§ **本文抜粋**
"""

ぼくは立ち上がれない、と言って、椅子になってしまった。
もう横たわることも、眠りに落ちることもないだろう。
悲しみがすぐその背を黒く塗りつぶした。
それから窓の外は永遠の真昼だ。

高すぎる空に向かって、一度ごけ公園のサイレンが大声で叫んだ。
それでも草に埋もれた噴水は黙りこくったまま、ずっと考えている。
ここからいなくなったのは、誰だったのかと。

 「ぼく」が「椅子になる」というのは「比喩」である。「比喩」ということは、それは「現実」ではないということである。物理(生物?)の現象として「現実」ではないのだが、心情としては「現実」よりもはるかに「現実」である。人が何と言おうが、「こころ」は「椅子」になってしまったぼくしか認めない。
 「椅子」にはいろんな「意味」があるだろう。つまり、「椅子」ということばを発する時、そのことばに託した夢、願い、祈りがある。「椅子」というもののなかに、「ぼく」がなりたいと思っている何かが、つまり「意味」がある。それは、しっかりと立っているということかもしれない。誰かによりかからずに、「椅子」一個で立っているという状態かもしれない。何かを座らせている、何かを座らせるもの、という「意味」かもしれない。そして、それはもしかしたら何かを座らせたい(休ませたい)という「ぼく」の「いのり」を裏返しにして表現したものかもしれない。あるいは、いま私が書いたことのすべて、そしてそれ以上のものを含んでいるかもしれない。--何かはっきりしないが、「比喩」であるかぎり、そこには「いま/ここ」にないものが含まれている。「いま/ここ」にいる「ぼく」の状態を超えるものが託されている。
 「椅子」がたとえ自分では歩けない存在であるとしても、そういう否定的というか、マイナスの要素を含んだものだとしても、そのマイナスを超える何かが。想像されているのである。そして、マイナスを含んでいるということは、何かしらの悲しみを連想させる。悲しいこと、つらいことが「椅子」になることによって「乗り越えられる」と思うからこそ、「椅子」になるのである。
 一色は、そして、幸福ではなく、いま私が書いた「マイナス」の要素だけを書いている。「もう横たわることも、眠りに落ちることもないだろう。」これは、つまり、横たわること、眠るというやすらぎを捨ててでも「椅子」になりたい「何か」が「ぼく」にはあって、その「何か」は横たわる、眠るということを「代価」としてはらってもかまわないと思うだけの何かなのである。
 何であるか、一色は、はっきりとは書かない。はっきり書いていないから、想像力が駆り立てられる。

悲しみがすぐその背を黒く塗りつぶした。

"""

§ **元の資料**
"""

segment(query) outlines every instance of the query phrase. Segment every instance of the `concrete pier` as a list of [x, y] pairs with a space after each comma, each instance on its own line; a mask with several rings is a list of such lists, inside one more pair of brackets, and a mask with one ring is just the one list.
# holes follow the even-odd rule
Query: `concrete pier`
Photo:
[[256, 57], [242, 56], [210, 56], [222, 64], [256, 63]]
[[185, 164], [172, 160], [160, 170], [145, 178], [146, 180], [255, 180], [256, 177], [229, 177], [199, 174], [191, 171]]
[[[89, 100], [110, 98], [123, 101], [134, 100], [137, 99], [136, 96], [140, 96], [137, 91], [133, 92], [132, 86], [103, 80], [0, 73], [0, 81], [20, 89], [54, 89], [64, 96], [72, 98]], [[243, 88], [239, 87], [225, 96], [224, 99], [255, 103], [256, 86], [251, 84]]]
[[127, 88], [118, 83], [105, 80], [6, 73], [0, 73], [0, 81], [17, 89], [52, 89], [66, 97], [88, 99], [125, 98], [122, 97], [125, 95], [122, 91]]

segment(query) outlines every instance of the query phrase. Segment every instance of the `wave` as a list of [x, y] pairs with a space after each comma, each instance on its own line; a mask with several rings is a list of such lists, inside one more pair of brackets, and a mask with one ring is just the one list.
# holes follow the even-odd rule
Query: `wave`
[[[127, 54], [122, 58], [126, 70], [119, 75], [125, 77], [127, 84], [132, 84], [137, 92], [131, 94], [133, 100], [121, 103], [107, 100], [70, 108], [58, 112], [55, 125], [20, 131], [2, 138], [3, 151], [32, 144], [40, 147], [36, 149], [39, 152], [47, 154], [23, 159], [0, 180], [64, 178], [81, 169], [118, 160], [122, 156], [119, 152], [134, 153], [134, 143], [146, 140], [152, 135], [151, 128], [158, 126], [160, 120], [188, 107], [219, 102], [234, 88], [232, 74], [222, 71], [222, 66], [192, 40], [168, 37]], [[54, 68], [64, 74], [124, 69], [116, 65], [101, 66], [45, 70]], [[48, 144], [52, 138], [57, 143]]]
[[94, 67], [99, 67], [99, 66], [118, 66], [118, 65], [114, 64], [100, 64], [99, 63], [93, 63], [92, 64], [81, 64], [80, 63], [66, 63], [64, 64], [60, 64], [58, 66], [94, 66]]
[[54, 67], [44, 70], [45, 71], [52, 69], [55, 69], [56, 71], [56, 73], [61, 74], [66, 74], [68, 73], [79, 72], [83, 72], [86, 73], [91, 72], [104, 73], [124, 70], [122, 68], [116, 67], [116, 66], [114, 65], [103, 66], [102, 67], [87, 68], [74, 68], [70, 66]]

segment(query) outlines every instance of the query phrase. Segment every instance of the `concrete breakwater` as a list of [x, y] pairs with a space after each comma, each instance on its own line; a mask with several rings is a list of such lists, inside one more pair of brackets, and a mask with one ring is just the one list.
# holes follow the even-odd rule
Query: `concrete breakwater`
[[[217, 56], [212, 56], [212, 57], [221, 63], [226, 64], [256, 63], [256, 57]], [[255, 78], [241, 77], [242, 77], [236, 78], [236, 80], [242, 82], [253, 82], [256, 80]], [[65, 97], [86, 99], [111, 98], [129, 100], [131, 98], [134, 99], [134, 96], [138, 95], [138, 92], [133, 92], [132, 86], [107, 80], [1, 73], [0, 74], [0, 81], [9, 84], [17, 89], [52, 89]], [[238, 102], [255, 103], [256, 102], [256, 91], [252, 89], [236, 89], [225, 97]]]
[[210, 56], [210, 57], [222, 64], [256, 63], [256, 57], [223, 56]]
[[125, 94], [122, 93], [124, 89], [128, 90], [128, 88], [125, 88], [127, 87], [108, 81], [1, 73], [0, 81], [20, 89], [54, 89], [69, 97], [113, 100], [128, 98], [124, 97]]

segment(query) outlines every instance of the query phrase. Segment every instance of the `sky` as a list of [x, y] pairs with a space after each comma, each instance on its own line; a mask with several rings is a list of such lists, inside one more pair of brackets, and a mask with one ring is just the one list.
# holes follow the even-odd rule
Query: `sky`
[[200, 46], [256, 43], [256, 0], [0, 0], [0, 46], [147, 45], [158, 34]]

"""

§ **やること**
1. 椅子の詩をめぐる文章で、「椅子」になりたい「何か」のために「ぼく」が「代価」として払ってもかまわないとされているものは何ですか？
2. 椅子の詩をめぐる文章の続きを書いてください。

§ **課題別の結果**
1. 横たわること、眠るというやすらぎです。

2.
 この1行は、いろいろな読み方ができる。「その背」をどう読むか。「椅子」の「背」であろうか。「椅子の背」とは「椅子の背もたれ」の「後ろ側」、つまり人間の背中が接しない部分のことだろうか。
 私は、少し違うふうに読んだ。「その背」を「椅子」のある部屋の壁、つまり「椅子」が背にしいてる「背景」と思った。「ぼく」が「椅子」になった瞬間、その部屋の壁は悲しみで黒く塗りつぶされた。あるいは、悲しみが壁を塗りつぶし、そのために壁が黒くなった。
 --これでは、悲しすぎるだろうか。
 たしかに悲しすぎるのだが、その悲しみの過剰が、たぶん一種の救いなのだ。悲しみが「背後」(椅子の背)となることで、もうどこにも行かない。それは、この部屋にとじこめられている。そこで完結している。「椅子」は悲しみをこの部屋で完結させるために存在するのである。言い換えると、「ぼく」は悲しみを完結させるために、あえて「椅子」になるのである。
 もしそうであるなら、「ぼく」の願い(祈り)、「比喩」に託したものは悲しみの「完結」である。それがどれだけ大きなものであってもいい。この部屋で完結する。椅子は、その悲しみを背負うのである。その上に乗せて、悲しみを休ませ、椅子自身は、その悲しみを休ませるために生きるのである。
 そのとき、部屋は悲しみで完結するがゆえに、「窓の外」(部屋の外)は明るい「永遠の真昼」である。
 「外部」の「永遠の真昼」を手に入れるために、「ぼく」はあえて「椅子」になることを選んだのである。

 ここには、どうすることもできない「矛盾」がある。いくら「外部」が「永遠の真昼」であっても、「ぼく」が「椅子」であるかぎり、外へは出て行けない。それは見えるだけで、自分自身では「体験」できない。ああ、そんなことはわかっている。わかっているが、たとえ出ていけなくても「永遠の真昼」をみたいのだ。それが「ことば」にすぎないもの、幻であっても、「ことば」にしたいのだ。ことばを口にする、声にすることでしか、自分のものにできない「夢」というものがあるのだ。

 2連目は、この矛盾をもう一度別のことばで繰り返したものである。「ここからいなくなったのは」「ぼく」であるということは明白である。1行目に「ぼくは(略)椅子になってしまった。」と書いている。「ぼく」がいなくなり「椅子」がかわりにここで生きているのである。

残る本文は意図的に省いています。